** Start EXTRACTED DATA **
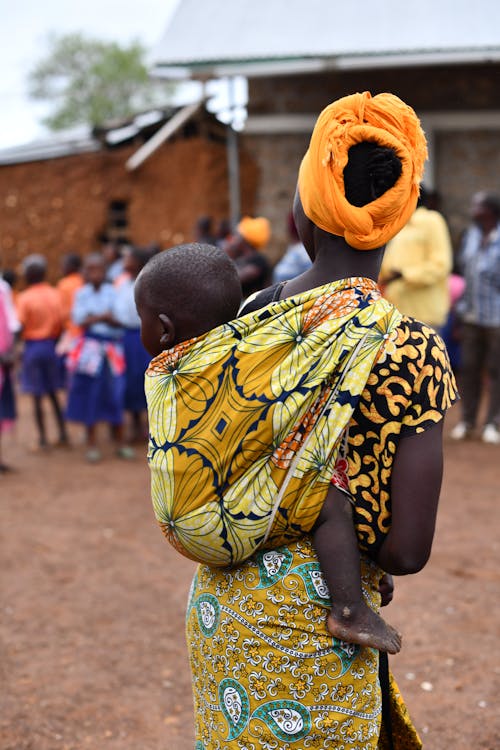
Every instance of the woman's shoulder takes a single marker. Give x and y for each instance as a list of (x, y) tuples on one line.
[(260, 299), (414, 370), (419, 341)]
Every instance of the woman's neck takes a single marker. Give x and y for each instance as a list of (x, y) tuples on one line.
[(334, 261)]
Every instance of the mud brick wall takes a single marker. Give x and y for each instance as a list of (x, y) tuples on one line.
[(60, 205)]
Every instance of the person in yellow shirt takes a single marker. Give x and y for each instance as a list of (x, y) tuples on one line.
[(416, 266)]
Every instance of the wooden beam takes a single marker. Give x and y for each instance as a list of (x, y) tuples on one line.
[(162, 135)]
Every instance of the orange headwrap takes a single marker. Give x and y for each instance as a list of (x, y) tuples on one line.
[(385, 120), (255, 231)]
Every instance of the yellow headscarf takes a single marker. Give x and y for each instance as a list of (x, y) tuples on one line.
[(385, 120), (255, 231)]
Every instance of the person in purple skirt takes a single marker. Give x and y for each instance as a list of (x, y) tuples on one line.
[(97, 363)]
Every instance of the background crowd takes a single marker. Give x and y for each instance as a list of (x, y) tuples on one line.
[(75, 346)]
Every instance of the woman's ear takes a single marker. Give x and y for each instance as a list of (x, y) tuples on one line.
[(167, 339)]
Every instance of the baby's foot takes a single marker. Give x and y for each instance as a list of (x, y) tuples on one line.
[(365, 628)]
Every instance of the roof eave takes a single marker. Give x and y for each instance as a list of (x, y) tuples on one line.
[(203, 70)]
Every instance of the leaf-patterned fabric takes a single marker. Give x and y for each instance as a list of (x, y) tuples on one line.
[(246, 422), (266, 672)]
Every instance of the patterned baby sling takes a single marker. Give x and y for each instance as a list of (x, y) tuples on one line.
[(246, 421)]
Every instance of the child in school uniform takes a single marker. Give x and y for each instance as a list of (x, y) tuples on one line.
[(136, 357), (96, 364), (41, 317), (9, 327)]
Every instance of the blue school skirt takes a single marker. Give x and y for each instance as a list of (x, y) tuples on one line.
[(40, 372), (97, 397), (137, 360), (7, 398)]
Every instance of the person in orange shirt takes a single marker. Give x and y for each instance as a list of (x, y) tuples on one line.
[(41, 316), (67, 286)]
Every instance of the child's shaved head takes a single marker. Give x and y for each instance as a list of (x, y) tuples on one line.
[(195, 285)]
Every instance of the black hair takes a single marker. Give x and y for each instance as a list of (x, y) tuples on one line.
[(198, 278), (10, 276), (370, 171), (491, 201)]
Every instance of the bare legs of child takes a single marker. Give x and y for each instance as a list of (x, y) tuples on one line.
[(351, 619), (122, 449), (40, 420)]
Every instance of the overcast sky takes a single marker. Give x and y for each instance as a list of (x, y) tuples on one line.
[(24, 26)]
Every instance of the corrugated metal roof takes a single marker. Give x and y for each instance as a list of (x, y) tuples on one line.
[(81, 140), (48, 148), (211, 32)]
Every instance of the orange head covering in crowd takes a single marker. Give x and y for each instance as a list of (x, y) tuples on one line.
[(256, 232), (386, 121)]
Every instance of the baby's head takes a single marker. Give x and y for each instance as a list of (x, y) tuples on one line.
[(184, 292)]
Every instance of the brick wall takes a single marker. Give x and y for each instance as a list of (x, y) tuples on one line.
[(466, 161)]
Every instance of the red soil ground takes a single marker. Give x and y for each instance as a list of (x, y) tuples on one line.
[(93, 599)]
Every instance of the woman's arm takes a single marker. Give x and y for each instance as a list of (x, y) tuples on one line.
[(415, 488)]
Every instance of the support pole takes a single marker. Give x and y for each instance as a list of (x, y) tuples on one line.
[(233, 161)]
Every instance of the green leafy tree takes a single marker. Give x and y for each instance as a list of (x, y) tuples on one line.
[(90, 81)]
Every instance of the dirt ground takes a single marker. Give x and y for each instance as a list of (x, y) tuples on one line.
[(93, 599)]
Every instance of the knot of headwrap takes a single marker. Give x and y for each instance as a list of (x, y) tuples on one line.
[(385, 120), (256, 232)]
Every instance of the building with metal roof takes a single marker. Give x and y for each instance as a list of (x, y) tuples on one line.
[(441, 56)]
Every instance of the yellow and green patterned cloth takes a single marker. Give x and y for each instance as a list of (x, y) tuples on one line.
[(246, 421)]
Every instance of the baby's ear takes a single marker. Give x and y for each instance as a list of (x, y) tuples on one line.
[(167, 339)]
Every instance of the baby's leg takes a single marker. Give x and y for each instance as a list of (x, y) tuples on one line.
[(350, 619)]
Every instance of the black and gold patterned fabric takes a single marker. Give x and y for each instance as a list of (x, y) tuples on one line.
[(267, 675)]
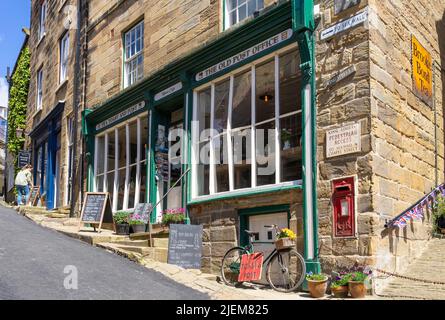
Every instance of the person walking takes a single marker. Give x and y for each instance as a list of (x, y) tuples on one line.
[(23, 181)]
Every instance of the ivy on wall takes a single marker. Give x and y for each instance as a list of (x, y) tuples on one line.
[(18, 96)]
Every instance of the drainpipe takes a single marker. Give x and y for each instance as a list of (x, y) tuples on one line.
[(76, 105)]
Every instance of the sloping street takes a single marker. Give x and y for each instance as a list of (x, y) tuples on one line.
[(33, 260)]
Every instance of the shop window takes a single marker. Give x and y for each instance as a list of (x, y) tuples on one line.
[(238, 10), (264, 144), (39, 89), (134, 54), (121, 163), (42, 20), (64, 54)]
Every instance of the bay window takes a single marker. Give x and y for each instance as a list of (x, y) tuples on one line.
[(247, 128), (121, 163)]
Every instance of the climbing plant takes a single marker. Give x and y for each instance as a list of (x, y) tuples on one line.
[(18, 96)]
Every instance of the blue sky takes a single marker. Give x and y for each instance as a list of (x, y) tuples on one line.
[(14, 15)]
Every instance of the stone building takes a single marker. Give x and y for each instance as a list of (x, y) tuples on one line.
[(349, 143), (53, 109)]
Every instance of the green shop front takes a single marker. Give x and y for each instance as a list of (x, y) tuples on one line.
[(226, 132)]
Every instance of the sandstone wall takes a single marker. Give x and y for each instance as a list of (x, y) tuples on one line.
[(408, 137), (171, 29)]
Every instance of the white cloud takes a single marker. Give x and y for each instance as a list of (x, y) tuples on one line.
[(3, 92)]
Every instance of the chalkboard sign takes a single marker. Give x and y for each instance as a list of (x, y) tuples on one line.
[(144, 211), (34, 195), (96, 208), (185, 246)]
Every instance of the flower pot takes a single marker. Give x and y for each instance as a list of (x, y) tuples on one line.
[(137, 228), (340, 292), (357, 289), (317, 288), (284, 243), (122, 229)]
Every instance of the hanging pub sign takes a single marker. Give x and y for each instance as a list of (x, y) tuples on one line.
[(96, 210), (345, 25), (127, 112), (24, 158), (241, 56), (342, 5), (343, 140), (422, 72)]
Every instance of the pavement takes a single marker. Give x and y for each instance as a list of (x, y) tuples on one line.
[(28, 225), (38, 263)]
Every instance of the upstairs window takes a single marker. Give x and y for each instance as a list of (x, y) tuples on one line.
[(134, 55), (238, 10), (64, 54), (42, 20), (39, 89)]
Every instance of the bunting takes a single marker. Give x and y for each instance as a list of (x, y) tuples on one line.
[(416, 212)]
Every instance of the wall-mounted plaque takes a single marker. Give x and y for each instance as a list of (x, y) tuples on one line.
[(343, 140), (342, 5)]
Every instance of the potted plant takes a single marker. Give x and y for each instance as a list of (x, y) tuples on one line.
[(137, 223), (439, 215), (356, 282), (317, 284), (340, 287), (175, 216), (285, 239), (121, 222)]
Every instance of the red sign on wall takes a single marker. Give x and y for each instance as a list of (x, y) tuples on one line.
[(251, 267)]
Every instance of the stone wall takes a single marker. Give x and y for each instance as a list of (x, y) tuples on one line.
[(172, 29), (396, 166), (221, 223), (408, 137)]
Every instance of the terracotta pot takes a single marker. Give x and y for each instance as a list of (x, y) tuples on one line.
[(317, 289), (340, 292), (357, 289)]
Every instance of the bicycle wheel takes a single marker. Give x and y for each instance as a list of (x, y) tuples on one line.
[(230, 266), (286, 271)]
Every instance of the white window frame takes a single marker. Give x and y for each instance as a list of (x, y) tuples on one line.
** End EXTRACTED DATA **
Transcribe the lines above word for word, starting at the line that contains "Every instance of the blue school" and ending at the line that contains "[(198, 278), (10, 276), (370, 171), (491, 201)]", including both of those lines.

Every instance of the blue school skirt takes a single marker. Give x and y for each instance as a list of (x, y) tuples on one line.
[(40, 372), (97, 397), (137, 360), (7, 398)]
Every instance of the person in orange shirt takes a single marker. Give x and y for each instance as a list of (x, y) tuples on one line.
[(41, 316), (67, 286)]
Every instance of the child's shaved head takes a single marker. Give x and y for each instance as a list of (x, y) tuples on one line.
[(195, 285)]
Every instance of the black hair takes a single marker. Give x and y for each instance as a list of (x, y) tuples on one line.
[(198, 278), (10, 276), (370, 171), (491, 201)]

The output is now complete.